[The task] Please pick out each line in the listing below that contains the word "pointed" and copy those lines. Case counts.

[Supplied entries]
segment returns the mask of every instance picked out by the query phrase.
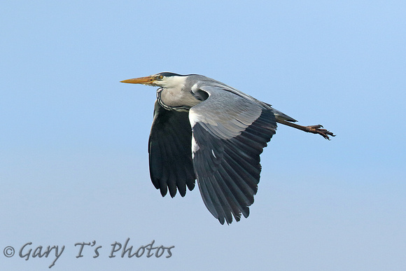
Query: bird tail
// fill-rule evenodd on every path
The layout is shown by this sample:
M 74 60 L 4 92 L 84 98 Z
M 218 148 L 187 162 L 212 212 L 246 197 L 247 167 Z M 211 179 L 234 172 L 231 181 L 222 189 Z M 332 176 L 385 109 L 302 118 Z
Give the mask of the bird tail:
M 288 116 L 288 115 L 275 109 L 272 109 L 272 111 L 274 112 L 274 114 L 275 115 L 275 117 L 276 118 L 276 120 L 280 119 L 280 120 L 286 120 L 286 121 L 290 121 L 291 123 L 295 123 L 298 120 L 296 120 L 295 119 L 294 119 L 292 117 Z

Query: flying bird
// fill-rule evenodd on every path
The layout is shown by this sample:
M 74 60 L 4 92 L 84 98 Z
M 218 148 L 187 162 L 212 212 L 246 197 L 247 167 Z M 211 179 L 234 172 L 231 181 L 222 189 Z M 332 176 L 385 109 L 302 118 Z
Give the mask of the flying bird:
M 182 197 L 195 181 L 221 224 L 249 215 L 258 190 L 260 154 L 276 123 L 335 135 L 297 120 L 223 83 L 198 75 L 162 72 L 121 81 L 159 87 L 148 141 L 150 175 L 164 196 Z

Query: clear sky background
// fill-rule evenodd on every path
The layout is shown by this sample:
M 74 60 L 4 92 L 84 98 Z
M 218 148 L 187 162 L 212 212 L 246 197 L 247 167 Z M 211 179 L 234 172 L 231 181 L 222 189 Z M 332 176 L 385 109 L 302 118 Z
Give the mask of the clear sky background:
M 406 270 L 404 1 L 0 4 L 0 268 Z M 247 219 L 149 179 L 160 71 L 223 81 L 337 137 L 279 127 Z M 172 256 L 109 258 L 155 240 Z M 76 243 L 96 241 L 76 258 Z M 11 246 L 15 254 L 4 255 Z M 99 256 L 92 258 L 94 249 Z M 43 253 L 43 250 L 42 251 Z M 32 253 L 32 252 L 31 252 Z

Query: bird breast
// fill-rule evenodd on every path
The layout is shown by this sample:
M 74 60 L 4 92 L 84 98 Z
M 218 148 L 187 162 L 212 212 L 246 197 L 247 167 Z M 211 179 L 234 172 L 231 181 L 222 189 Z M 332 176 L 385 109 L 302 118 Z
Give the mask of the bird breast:
M 188 111 L 202 101 L 190 92 L 176 88 L 161 88 L 157 91 L 157 100 L 167 110 Z

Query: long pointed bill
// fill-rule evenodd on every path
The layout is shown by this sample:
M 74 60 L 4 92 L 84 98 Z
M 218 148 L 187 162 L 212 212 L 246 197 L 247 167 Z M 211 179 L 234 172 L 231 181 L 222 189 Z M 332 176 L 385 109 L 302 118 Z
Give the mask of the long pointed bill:
M 154 76 L 150 76 L 140 77 L 138 78 L 123 80 L 120 82 L 121 83 L 128 83 L 130 84 L 151 85 L 155 81 L 155 78 L 154 78 Z

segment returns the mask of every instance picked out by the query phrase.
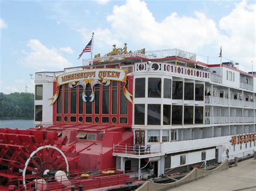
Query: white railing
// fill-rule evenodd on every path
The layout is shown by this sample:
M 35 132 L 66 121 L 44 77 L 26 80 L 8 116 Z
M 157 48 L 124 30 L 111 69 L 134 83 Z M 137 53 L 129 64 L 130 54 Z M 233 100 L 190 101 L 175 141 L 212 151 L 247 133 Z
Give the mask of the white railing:
M 205 96 L 205 103 L 246 106 L 249 107 L 253 107 L 254 104 L 253 102 L 209 96 Z
M 116 144 L 113 145 L 113 153 L 129 155 L 145 155 L 162 152 L 161 144 L 147 144 L 146 145 L 131 145 Z
M 205 117 L 205 124 L 254 122 L 253 117 Z
M 204 70 L 163 62 L 140 62 L 135 65 L 134 73 L 144 72 L 164 73 L 179 77 L 196 78 L 208 81 L 211 81 L 211 75 L 210 72 Z
M 241 88 L 248 89 L 249 90 L 253 90 L 253 86 L 251 84 L 248 84 L 246 83 L 244 83 L 242 82 L 240 82 L 240 87 Z
M 196 54 L 177 48 L 146 51 L 145 54 L 151 59 L 180 57 L 193 61 L 196 61 L 197 60 Z
M 211 80 L 213 82 L 217 82 L 217 83 L 221 83 L 222 82 L 222 77 L 221 76 L 218 75 L 214 74 L 211 74 Z

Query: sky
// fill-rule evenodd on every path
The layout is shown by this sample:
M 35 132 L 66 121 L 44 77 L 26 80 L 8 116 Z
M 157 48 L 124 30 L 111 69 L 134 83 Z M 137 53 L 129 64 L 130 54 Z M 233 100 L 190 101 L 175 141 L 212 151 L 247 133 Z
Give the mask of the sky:
M 93 54 L 179 48 L 197 60 L 256 70 L 255 1 L 0 0 L 0 92 L 34 93 L 35 73 L 80 66 Z M 32 79 L 30 74 L 32 74 Z

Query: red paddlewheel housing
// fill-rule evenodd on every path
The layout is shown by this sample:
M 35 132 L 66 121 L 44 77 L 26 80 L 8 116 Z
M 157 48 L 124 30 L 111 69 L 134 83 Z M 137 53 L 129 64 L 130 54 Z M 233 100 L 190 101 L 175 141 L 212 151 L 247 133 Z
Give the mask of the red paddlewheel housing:
M 17 185 L 21 176 L 31 181 L 46 170 L 68 173 L 69 164 L 79 158 L 66 157 L 75 149 L 65 146 L 67 141 L 56 132 L 0 129 L 0 185 Z

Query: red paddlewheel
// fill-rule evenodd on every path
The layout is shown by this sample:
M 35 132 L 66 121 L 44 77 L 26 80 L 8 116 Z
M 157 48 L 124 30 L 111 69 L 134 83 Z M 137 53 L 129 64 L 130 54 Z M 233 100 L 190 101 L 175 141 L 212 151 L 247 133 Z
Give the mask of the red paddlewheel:
M 15 130 L 0 130 L 0 185 L 16 183 L 12 175 L 22 175 L 25 188 L 27 181 L 42 177 L 46 170 L 68 173 L 69 163 L 79 160 L 66 157 L 75 146 L 64 146 L 66 138 L 58 138 L 56 132 Z

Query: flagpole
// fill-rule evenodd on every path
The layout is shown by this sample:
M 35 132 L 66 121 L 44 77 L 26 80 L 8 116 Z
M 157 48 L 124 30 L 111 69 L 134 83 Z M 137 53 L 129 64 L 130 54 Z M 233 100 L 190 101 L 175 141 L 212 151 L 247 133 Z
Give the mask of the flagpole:
M 91 65 L 92 65 L 93 62 L 92 62 L 92 52 L 93 51 L 93 35 L 94 35 L 94 32 L 92 32 L 92 51 L 91 52 Z

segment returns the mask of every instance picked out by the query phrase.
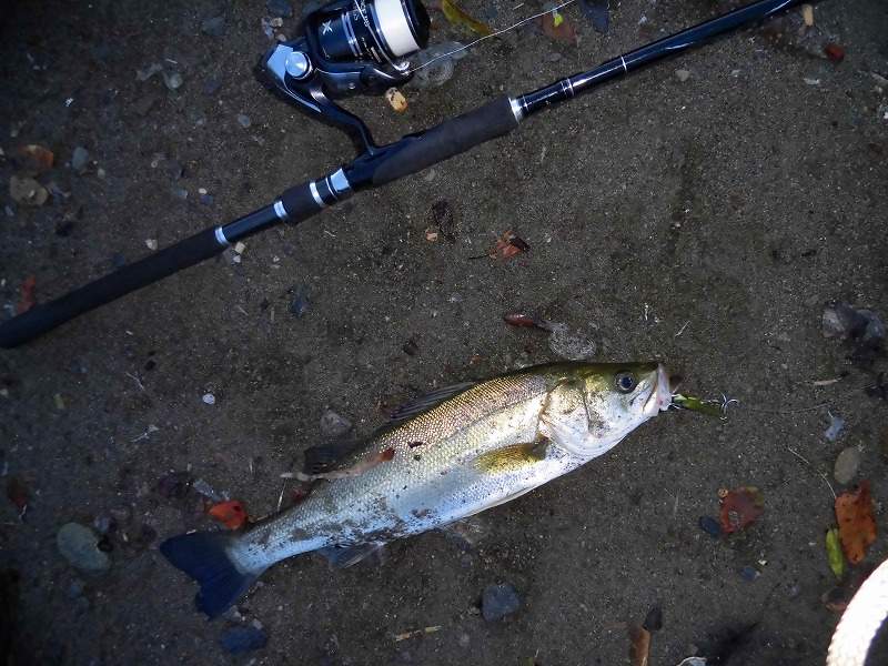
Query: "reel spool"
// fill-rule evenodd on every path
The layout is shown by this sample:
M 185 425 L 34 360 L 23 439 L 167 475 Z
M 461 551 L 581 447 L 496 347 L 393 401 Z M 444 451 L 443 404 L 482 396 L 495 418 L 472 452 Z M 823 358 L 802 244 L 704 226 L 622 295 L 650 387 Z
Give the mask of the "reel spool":
M 302 37 L 266 52 L 256 75 L 303 113 L 345 131 L 359 154 L 374 154 L 364 122 L 332 100 L 410 81 L 404 58 L 426 47 L 430 23 L 420 0 L 334 0 L 305 17 Z

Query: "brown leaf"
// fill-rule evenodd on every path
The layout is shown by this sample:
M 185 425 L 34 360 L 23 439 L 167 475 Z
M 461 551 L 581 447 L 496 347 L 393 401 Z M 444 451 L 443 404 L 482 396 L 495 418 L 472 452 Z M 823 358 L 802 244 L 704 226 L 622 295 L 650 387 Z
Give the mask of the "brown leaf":
M 21 283 L 21 299 L 16 307 L 16 314 L 28 312 L 34 306 L 34 290 L 37 289 L 37 278 L 28 275 Z
M 543 26 L 543 32 L 546 37 L 563 41 L 568 44 L 576 43 L 576 30 L 571 22 L 564 18 L 564 14 L 558 14 L 561 20 L 556 19 L 553 13 L 546 13 L 539 17 Z
M 648 666 L 650 663 L 650 632 L 638 625 L 629 625 L 629 663 L 632 666 Z
M 755 486 L 740 486 L 733 491 L 719 491 L 722 529 L 730 534 L 751 525 L 765 511 L 765 498 Z
M 52 151 L 37 143 L 19 147 L 17 151 L 21 160 L 21 170 L 28 175 L 39 175 L 52 169 L 56 155 Z
M 496 245 L 491 248 L 487 252 L 487 255 L 491 259 L 511 259 L 522 252 L 527 252 L 531 249 L 531 245 L 527 244 L 526 241 L 518 238 L 512 231 L 505 232 L 500 240 L 496 241 Z
M 857 564 L 866 557 L 867 548 L 876 541 L 868 481 L 861 481 L 856 491 L 842 493 L 836 498 L 836 519 L 841 549 L 848 562 Z

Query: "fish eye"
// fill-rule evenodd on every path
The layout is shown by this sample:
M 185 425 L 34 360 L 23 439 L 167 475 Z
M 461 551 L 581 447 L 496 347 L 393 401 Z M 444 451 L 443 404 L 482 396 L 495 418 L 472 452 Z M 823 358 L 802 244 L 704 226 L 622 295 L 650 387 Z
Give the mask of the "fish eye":
M 614 375 L 614 385 L 620 393 L 629 393 L 638 385 L 638 382 L 636 381 L 634 374 L 623 371 Z

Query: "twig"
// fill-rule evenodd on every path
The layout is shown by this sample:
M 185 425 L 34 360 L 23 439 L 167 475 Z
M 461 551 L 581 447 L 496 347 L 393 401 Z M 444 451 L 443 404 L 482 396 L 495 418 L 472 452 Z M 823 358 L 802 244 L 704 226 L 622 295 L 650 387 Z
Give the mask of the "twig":
M 800 453 L 798 453 L 798 452 L 796 452 L 796 451 L 794 451 L 794 450 L 789 448 L 789 446 L 787 446 L 787 447 L 786 447 L 786 450 L 787 450 L 789 453 L 791 453 L 793 455 L 795 455 L 795 456 L 796 456 L 798 460 L 800 460 L 803 463 L 805 463 L 806 465 L 808 465 L 808 467 L 810 467 L 810 470 L 811 470 L 811 471 L 813 471 L 815 474 L 817 474 L 817 475 L 818 475 L 820 478 L 823 478 L 823 480 L 824 480 L 824 483 L 825 483 L 825 484 L 826 484 L 826 486 L 829 488 L 829 492 L 830 492 L 830 493 L 833 493 L 833 500 L 836 500 L 836 491 L 834 491 L 834 490 L 833 490 L 833 484 L 831 484 L 831 483 L 829 483 L 829 480 L 826 477 L 826 474 L 824 474 L 823 472 L 819 472 L 818 470 L 816 470 L 816 468 L 815 468 L 815 466 L 814 466 L 814 465 L 811 465 L 811 464 L 810 464 L 810 463 L 809 463 L 809 462 L 808 462 L 808 461 L 805 458 L 805 456 L 803 456 Z

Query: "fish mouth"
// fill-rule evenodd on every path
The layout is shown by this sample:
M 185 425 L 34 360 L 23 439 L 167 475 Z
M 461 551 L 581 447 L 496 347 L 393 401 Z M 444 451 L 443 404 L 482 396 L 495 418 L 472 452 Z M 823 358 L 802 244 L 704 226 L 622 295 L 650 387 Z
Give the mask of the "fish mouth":
M 662 364 L 658 364 L 654 389 L 650 391 L 650 395 L 647 396 L 644 413 L 647 416 L 656 416 L 659 412 L 668 410 L 672 402 L 673 392 L 669 389 L 669 374 Z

[Expected answer]
Query: long pointed bill
Give the mask of the long pointed bill:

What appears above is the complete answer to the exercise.